• **EXERCISE BRIEF**: Starting with the line that holds "Highlight-reel tagging: indicate the suit lapel", repeat each line through the last one below, exactly. Pictures stay out.

• **RECORDS FOR PROCESSING**:
-- begin --

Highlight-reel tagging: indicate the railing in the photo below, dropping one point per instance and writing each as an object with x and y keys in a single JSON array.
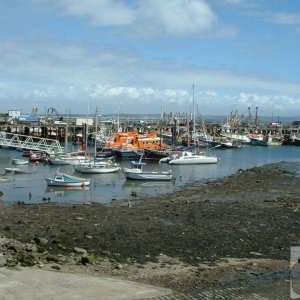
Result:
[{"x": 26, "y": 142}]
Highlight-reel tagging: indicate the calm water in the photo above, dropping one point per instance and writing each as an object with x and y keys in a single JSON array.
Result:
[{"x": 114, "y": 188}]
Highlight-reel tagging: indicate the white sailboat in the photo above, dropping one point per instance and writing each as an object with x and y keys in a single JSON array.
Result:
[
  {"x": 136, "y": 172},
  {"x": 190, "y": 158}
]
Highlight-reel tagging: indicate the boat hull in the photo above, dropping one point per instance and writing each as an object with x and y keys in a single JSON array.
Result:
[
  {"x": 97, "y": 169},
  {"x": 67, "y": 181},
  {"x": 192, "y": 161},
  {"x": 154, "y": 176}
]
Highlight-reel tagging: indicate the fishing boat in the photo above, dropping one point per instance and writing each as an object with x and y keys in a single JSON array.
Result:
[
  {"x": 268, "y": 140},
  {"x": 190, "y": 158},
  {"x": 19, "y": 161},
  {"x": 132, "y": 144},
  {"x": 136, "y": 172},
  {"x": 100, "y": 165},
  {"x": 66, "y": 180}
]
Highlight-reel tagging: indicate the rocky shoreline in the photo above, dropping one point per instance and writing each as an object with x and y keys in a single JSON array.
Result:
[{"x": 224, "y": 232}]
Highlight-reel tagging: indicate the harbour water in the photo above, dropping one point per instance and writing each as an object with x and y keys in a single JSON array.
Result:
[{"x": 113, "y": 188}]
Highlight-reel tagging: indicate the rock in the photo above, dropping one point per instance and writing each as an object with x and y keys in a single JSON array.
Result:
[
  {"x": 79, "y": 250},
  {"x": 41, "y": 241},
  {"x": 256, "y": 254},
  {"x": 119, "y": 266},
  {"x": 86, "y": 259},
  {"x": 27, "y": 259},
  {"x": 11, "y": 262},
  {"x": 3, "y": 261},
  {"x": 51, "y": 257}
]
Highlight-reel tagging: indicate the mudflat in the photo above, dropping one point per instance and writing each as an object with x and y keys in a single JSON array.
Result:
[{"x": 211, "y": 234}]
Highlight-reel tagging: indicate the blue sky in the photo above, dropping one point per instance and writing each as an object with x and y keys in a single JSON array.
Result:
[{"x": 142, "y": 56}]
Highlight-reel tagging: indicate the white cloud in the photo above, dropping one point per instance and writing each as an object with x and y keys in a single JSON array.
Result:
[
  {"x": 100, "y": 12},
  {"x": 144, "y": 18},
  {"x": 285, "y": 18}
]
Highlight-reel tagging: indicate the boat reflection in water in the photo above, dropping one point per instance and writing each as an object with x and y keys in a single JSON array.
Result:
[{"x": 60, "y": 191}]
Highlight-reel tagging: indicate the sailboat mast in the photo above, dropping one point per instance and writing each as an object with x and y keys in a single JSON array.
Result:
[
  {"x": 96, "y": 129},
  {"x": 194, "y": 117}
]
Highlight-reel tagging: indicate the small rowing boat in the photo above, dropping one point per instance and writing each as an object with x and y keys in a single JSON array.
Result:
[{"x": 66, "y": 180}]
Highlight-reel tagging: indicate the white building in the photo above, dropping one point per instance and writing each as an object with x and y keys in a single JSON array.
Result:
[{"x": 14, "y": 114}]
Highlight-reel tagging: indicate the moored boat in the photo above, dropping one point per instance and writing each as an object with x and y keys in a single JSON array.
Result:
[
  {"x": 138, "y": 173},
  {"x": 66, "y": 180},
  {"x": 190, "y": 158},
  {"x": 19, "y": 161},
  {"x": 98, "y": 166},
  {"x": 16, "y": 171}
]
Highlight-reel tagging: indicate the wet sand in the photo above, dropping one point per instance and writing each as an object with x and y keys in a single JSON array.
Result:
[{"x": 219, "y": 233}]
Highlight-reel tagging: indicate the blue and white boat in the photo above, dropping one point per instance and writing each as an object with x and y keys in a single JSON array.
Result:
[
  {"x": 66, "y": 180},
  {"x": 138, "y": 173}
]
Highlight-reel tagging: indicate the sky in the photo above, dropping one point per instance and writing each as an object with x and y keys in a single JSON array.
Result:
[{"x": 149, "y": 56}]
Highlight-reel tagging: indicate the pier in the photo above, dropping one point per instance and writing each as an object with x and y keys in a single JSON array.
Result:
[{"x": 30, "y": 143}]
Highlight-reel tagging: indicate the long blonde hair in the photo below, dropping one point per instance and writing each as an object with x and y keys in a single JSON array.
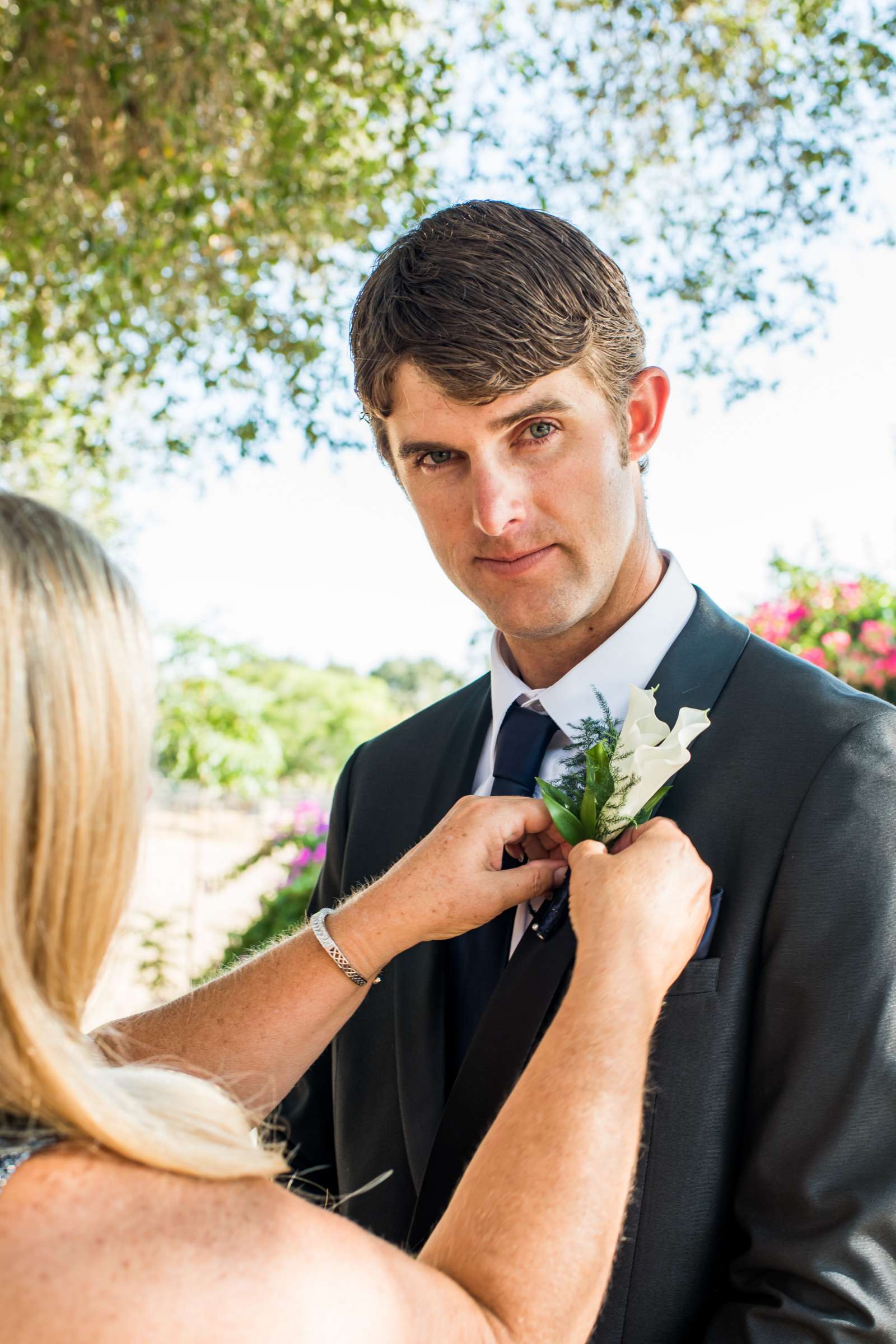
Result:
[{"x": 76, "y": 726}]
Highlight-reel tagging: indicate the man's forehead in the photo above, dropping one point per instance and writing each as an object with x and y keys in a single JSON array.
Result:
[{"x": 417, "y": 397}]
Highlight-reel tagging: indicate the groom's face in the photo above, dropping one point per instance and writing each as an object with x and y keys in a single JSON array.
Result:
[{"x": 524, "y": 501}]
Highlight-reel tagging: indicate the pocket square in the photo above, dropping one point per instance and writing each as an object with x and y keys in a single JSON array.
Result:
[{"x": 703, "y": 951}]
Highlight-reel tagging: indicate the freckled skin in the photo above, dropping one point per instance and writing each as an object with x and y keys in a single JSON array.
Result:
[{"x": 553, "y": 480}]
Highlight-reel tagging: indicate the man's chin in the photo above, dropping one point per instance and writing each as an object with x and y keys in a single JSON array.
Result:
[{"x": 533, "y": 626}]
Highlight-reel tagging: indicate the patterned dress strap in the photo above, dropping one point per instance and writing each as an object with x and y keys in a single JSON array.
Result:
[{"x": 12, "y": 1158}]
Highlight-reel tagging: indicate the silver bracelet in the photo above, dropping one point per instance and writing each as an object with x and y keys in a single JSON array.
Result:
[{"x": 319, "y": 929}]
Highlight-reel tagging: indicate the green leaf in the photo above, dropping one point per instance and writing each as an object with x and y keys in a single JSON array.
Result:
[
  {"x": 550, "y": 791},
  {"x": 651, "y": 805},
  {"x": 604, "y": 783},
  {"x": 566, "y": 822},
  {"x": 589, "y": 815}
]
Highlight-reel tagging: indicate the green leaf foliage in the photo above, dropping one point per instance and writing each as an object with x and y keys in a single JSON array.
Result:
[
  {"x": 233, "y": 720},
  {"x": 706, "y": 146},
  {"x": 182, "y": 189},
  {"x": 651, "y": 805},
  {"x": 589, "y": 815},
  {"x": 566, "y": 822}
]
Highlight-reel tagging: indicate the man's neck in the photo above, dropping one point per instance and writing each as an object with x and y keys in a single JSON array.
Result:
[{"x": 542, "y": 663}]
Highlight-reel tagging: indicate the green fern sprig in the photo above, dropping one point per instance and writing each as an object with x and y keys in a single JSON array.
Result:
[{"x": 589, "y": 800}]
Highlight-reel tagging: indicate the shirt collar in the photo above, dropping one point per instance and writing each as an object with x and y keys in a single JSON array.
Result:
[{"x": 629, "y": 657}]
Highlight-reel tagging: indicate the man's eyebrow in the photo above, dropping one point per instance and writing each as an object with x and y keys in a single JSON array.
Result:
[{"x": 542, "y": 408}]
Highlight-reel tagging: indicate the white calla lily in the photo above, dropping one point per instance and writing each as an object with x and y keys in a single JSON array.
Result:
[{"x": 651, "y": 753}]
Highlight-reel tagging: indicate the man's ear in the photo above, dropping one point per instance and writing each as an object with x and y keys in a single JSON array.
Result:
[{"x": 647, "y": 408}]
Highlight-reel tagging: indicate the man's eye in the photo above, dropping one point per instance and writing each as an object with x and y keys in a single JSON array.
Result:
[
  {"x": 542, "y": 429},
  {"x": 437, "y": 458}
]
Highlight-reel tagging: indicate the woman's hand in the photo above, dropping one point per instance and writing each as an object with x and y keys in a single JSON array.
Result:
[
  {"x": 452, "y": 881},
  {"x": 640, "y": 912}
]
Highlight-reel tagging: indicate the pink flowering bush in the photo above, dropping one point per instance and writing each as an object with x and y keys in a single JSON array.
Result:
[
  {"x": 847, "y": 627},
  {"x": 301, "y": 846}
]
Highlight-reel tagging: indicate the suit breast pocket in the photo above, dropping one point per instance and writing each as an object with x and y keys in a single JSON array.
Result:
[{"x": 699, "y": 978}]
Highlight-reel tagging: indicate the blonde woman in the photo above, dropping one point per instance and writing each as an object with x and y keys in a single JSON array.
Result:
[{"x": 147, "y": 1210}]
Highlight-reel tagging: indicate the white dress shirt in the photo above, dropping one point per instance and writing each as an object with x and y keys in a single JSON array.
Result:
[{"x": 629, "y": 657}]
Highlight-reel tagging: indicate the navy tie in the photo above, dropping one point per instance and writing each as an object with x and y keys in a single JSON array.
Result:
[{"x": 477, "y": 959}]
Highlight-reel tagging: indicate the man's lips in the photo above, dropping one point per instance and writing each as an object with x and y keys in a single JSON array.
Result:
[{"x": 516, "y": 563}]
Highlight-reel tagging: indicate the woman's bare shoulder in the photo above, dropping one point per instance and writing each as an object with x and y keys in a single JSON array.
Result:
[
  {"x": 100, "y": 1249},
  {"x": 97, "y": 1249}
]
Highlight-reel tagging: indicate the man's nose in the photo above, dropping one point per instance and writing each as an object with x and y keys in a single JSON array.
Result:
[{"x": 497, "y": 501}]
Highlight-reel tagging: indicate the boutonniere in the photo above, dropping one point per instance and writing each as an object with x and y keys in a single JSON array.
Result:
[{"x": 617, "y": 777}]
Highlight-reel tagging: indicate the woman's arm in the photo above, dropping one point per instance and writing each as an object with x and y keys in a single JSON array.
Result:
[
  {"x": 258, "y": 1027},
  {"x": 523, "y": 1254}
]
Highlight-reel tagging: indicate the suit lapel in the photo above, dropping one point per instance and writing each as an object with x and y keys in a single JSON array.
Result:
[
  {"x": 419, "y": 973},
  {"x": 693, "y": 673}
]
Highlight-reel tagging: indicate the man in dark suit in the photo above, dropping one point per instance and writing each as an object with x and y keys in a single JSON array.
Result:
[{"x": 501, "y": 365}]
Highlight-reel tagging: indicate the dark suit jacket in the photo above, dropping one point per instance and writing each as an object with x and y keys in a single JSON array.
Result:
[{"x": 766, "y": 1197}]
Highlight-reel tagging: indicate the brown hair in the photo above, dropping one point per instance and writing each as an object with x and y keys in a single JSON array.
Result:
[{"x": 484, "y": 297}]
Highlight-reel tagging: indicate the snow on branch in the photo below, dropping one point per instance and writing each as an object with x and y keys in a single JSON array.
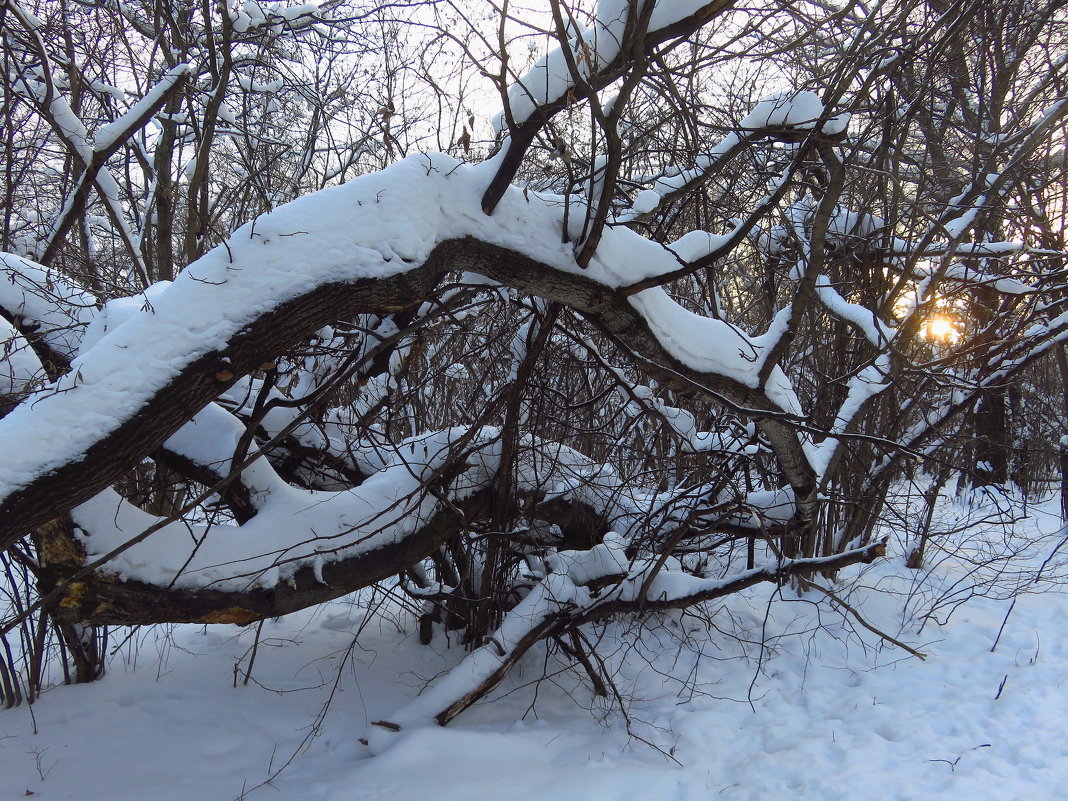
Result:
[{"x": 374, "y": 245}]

-- end --

• **TASK RESULT**:
Highlight-reel tagging: indicate the suit lapel in the photo above, dropping one point per instance and writing each as an object with x and y keys in a single JSON array.
Result:
[
  {"x": 419, "y": 973},
  {"x": 693, "y": 673}
]
Highlight-reel tagging: indicate the man in dark suit in the photo above, dropping one point per instance and writing each as an object with x and y keys in a single JSON array.
Result:
[{"x": 501, "y": 365}]
Highlight-reel tagging: indicate the dark suit jacket in the photo above, dropping one point per instance and writing each as an object with x and y keys in a single JSON array.
Result:
[{"x": 766, "y": 1197}]
Highlight-reel tagging: indicate the brown hair in the photo above, dropping one point per instance and writing each as an object with x and y keys in a single JSON array.
Result:
[{"x": 484, "y": 297}]
Highlight-reel tagging: indicate the snow on branch in the photo below, dropping one point per instance and writing each as an object with x and y keys in a single JSON array.
Result:
[{"x": 374, "y": 245}]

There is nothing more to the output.